WORK TO BE COMPLETED - Given the records below, would you repeat exactly the lines that begin at the one containing "Audit step 3 of 5: confirm sidewalk" and end at the one containing "Audit step 3 of 5: confirm bicycle tire", inclusive?

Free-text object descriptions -
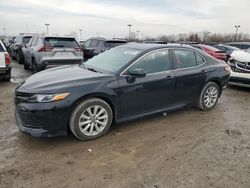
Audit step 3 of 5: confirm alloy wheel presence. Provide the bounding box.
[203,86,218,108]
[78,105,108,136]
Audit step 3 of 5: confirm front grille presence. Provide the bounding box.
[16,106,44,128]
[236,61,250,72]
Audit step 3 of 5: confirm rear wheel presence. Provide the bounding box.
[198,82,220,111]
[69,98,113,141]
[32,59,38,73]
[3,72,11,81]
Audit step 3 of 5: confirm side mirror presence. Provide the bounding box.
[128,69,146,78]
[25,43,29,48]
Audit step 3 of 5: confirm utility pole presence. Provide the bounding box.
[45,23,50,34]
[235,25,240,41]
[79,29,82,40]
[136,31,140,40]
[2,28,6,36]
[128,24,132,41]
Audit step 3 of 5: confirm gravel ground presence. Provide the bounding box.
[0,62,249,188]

--

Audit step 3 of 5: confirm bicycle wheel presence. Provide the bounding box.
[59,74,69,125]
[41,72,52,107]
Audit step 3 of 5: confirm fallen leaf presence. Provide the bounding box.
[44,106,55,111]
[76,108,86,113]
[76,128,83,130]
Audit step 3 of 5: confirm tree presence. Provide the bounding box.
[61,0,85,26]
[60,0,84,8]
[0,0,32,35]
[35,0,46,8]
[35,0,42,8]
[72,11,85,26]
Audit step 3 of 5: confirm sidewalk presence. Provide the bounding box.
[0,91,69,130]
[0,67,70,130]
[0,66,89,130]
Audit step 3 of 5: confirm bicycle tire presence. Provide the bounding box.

RESPONSE -
Audit step 3 of 5: confirm sidewalk presence. Provide the bounding box.
[0,91,69,130]
[0,67,70,130]
[0,66,89,130]
Audit step 3 of 5: confirm bicycle tire presence. Provide the bounding box.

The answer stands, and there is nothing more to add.